EDITORIAL
La polémica sobre el retorno a clases presenciales se ha ido avivando con el paso de los meses. En momentos en que la mayoría de los países ya reabrieron sus escuelas, acá solo el 12% ha vuelto a la semi presencialidad. Son cerca de cien mil las instituciones educativas que se encuentran habilitadas, pero se calcula solo en ocho mil aproximadamente las que ya han entrado a la semipresencialidad, pese a que el 85% de maestros y administrativos ya han sido vacunados con las dos dosis. Con tristeza hemos de aceptar que este es uno de los índices más bajos en toda América Latina.
En Argentina, se inició un retorno escalonado desde mediados de febrero pasado, Chile desde marzo, al igual que Paraguay, Uruguay desde mayo, Colombia desde junio, Bolivia desde Julio, República Dominicana desde septiembre, Venezuela desde octubre, Brasil ya tiene escuelas abiertas al 100% en varios Estados, como São Paulo y Río de Janeiro. En Costa Rica y Guatemala todas sus escuelas ya están abiertas. A nivel global, son 117 los países que ya reabrieron sus escuelas totalmente.
Las consecuencias de la pandemia y el cierre de escuelas en la educación de niños y jóvenes no podrían ser peores. La más grave, sin duda, es la mayor inequidad en el aprendizaje debido al aumento de las desigualdades sociales. Pero no es la única. También son serias la reducción del apego a la escuela, el aumento del abandono escolar y del trabajo infantil, el agravamiento del estado nutricional de un amplio sector de estudiantes que ya no recibe alimentos en sus escuelas, además de la afectación de su salud mental, y una menor inversión de las familias y de los mismos gobiernos en educación. Teniendo estas desventajas como premisas, impensables hace dos años, ¿Cómo será la educación en el año 2030 o en el 2036, que fue el plazo trazado por el Proyecto Educativo Nacional para lograr un estándar más elevado y equitativo en la educación nacional? Como dijo Paul Valéry, escritor, poeta y filósofo francés de fines del siglo XIX, el futuro ya no es lo que era.
Otto Granados, destacado académico mexicano, nos recuerda que la escuela actual, una institución heredada del siglo XVIII, sobrevive rezagada y asfixiada en medio de la cuarta revolución industrial, donde el encuentro de la inteligencia humana con la artificial y de las tecnologías digitales con las interacciones físicas están cambiando nuestras formas de pensar, vivir, trabajar, convivir y aprender. Estos últimos dos años nos han adelantado escenarios que no pensábamos vivir sino hasta después de algunas décadas más adelante. ¿Lo estamos entendiendo así desde la política educativa?
.....
Transcribe del editorial sobre el retorno a clases presenciales el fragmento que va de «Otto Granados, destacado» a «la política educativa?», ambos incluidos.

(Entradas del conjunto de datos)
.....
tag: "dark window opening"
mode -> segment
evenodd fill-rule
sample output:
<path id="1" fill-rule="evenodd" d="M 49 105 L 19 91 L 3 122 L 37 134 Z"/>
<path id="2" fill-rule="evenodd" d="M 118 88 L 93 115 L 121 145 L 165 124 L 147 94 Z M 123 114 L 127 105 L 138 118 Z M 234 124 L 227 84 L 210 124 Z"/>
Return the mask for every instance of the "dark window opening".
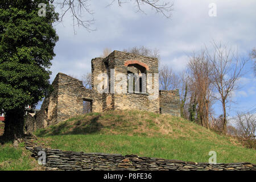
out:
<path id="1" fill-rule="evenodd" d="M 82 114 L 92 113 L 92 101 L 82 101 Z"/>

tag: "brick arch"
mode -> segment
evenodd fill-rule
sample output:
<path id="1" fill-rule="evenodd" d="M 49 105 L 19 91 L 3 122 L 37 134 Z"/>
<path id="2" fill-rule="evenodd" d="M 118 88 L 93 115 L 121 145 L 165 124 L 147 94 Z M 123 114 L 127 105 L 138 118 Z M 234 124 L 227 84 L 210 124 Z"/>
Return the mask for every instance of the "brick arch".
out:
<path id="1" fill-rule="evenodd" d="M 142 63 L 140 61 L 135 60 L 127 60 L 125 63 L 125 66 L 127 67 L 129 64 L 138 64 L 138 65 L 140 65 L 141 66 L 143 67 L 144 68 L 146 68 L 146 70 L 149 69 L 149 67 L 146 64 Z"/>

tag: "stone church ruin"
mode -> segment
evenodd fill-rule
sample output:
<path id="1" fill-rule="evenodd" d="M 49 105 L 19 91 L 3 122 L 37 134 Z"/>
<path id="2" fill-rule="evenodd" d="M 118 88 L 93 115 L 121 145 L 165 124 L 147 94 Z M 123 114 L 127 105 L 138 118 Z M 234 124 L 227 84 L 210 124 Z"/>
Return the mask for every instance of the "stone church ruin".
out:
<path id="1" fill-rule="evenodd" d="M 93 59 L 91 64 L 92 89 L 85 88 L 82 81 L 65 74 L 59 73 L 56 75 L 52 84 L 53 91 L 45 98 L 40 110 L 34 117 L 29 117 L 27 119 L 28 123 L 34 123 L 28 126 L 32 127 L 30 129 L 30 130 L 46 127 L 82 114 L 85 102 L 89 103 L 92 112 L 139 109 L 175 116 L 180 115 L 178 90 L 159 90 L 159 86 L 157 85 L 155 87 L 155 89 L 158 89 L 156 97 L 155 93 L 150 92 L 151 85 L 149 82 L 154 83 L 155 80 L 152 78 L 154 75 L 158 75 L 158 73 L 157 59 L 114 51 L 105 58 Z M 98 75 L 105 75 L 111 77 L 110 75 L 113 74 L 111 70 L 114 71 L 115 76 L 119 73 L 125 74 L 127 77 L 130 73 L 138 75 L 134 80 L 138 79 L 139 81 L 139 90 L 135 89 L 132 93 L 128 92 L 129 82 L 125 79 L 120 80 L 119 82 L 117 81 L 113 82 L 113 79 L 108 79 L 106 84 L 109 86 L 106 87 L 105 84 L 102 85 L 102 89 L 105 91 L 108 90 L 106 91 L 109 92 L 99 92 L 98 85 L 101 86 L 100 84 L 102 80 L 98 79 Z M 146 75 L 146 80 L 141 78 L 142 75 Z M 152 78 L 150 75 L 152 75 Z M 123 82 L 120 84 L 122 81 Z M 142 81 L 145 82 L 146 88 L 144 89 L 142 88 Z M 113 87 L 114 89 L 119 89 L 120 85 L 123 90 L 127 88 L 127 92 L 117 93 L 110 90 Z M 142 89 L 145 92 L 142 92 Z M 150 99 L 150 97 L 153 96 L 155 98 Z"/>

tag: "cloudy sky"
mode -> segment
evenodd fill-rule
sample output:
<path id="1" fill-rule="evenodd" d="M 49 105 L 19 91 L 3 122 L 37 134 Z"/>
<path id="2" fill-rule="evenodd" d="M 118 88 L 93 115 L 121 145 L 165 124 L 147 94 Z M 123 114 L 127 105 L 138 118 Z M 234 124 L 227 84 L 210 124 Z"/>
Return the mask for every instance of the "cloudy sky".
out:
<path id="1" fill-rule="evenodd" d="M 156 14 L 147 6 L 142 7 L 146 14 L 138 13 L 131 3 L 119 7 L 114 2 L 106 7 L 112 1 L 90 1 L 95 19 L 92 28 L 96 31 L 89 32 L 84 28 L 76 27 L 75 35 L 70 14 L 64 16 L 62 23 L 55 26 L 59 41 L 52 61 L 51 81 L 58 72 L 80 78 L 90 72 L 92 59 L 99 57 L 105 48 L 112 51 L 141 46 L 156 48 L 160 63 L 179 72 L 185 69 L 188 55 L 204 45 L 210 46 L 213 40 L 238 48 L 242 56 L 256 47 L 255 0 L 170 1 L 174 3 L 171 19 Z M 209 16 L 211 3 L 217 6 L 215 17 Z M 85 15 L 83 19 L 90 18 Z M 242 88 L 233 94 L 235 102 L 228 108 L 230 117 L 238 110 L 256 107 L 256 78 L 250 62 L 246 66 L 246 74 L 241 78 Z M 217 114 L 221 113 L 217 106 L 214 108 Z"/>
.....
» **SOLUCIÓN DEL EJERCICIO**
Otto Granados, destacado académico mexicano, nos recuerda que la escuela actual, una institución heredada del siglo XVIII, sobrevive rezagada y asfixiada en medio de la cuarta revolución industrial, donde el encuentro de la inteligencia humana con la artificial y de las tecnologías digitales con las interacciones físicas están cambiando nuestras formas de pensar, vivir, trabajar, convivir y aprender. Estos últimos dos años nos han adelantado escenarios que no pensábamos vivir sino hasta después de algunas décadas más adelante. ¿Lo estamos entendiendo así desde la política educativa?